§ BRIEF
Could you rewrite the items below, substituting "damaged leaf" for every "leaf with hole" and keeping everything else the same? Leave the pictures out of your answer.

§

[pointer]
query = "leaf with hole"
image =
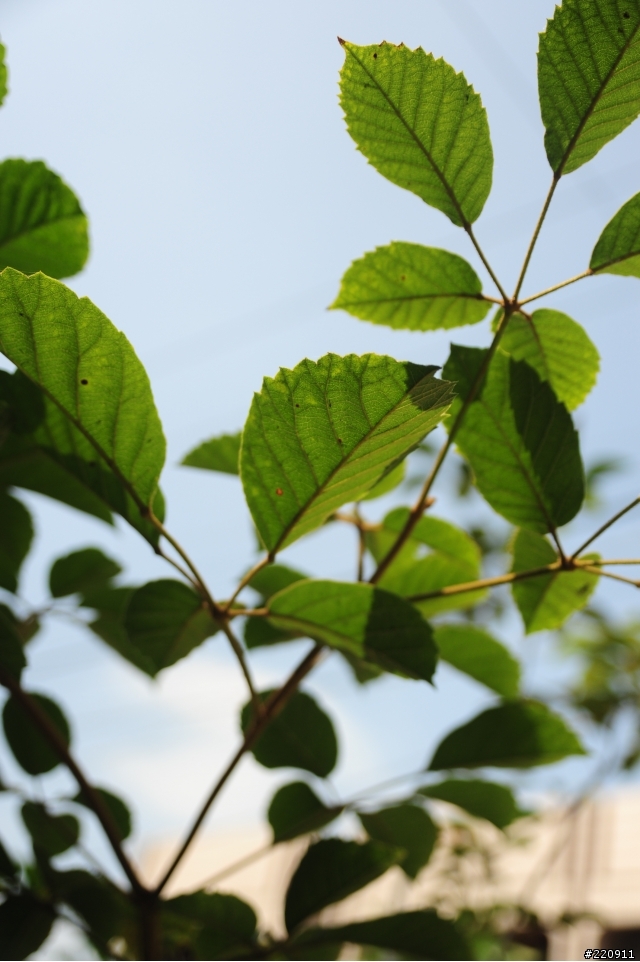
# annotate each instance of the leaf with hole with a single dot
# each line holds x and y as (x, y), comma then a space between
(516, 734)
(420, 124)
(475, 652)
(487, 800)
(98, 417)
(404, 826)
(618, 247)
(296, 810)
(558, 349)
(81, 571)
(588, 78)
(360, 619)
(165, 620)
(42, 225)
(30, 748)
(326, 432)
(407, 286)
(51, 834)
(520, 442)
(548, 600)
(218, 454)
(332, 869)
(299, 736)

§

§ WRITTEN RESPONSE
[pointer]
query = "damaged leaf"
image =
# annotate each instance of the damaged leaf with a single dot
# each line holds x and y as (x, y), comma then a space between
(516, 734)
(420, 124)
(475, 652)
(487, 800)
(98, 417)
(404, 826)
(618, 247)
(296, 810)
(558, 349)
(81, 571)
(588, 78)
(360, 619)
(165, 620)
(42, 225)
(30, 748)
(326, 432)
(407, 286)
(51, 834)
(520, 442)
(548, 600)
(218, 454)
(332, 869)
(299, 736)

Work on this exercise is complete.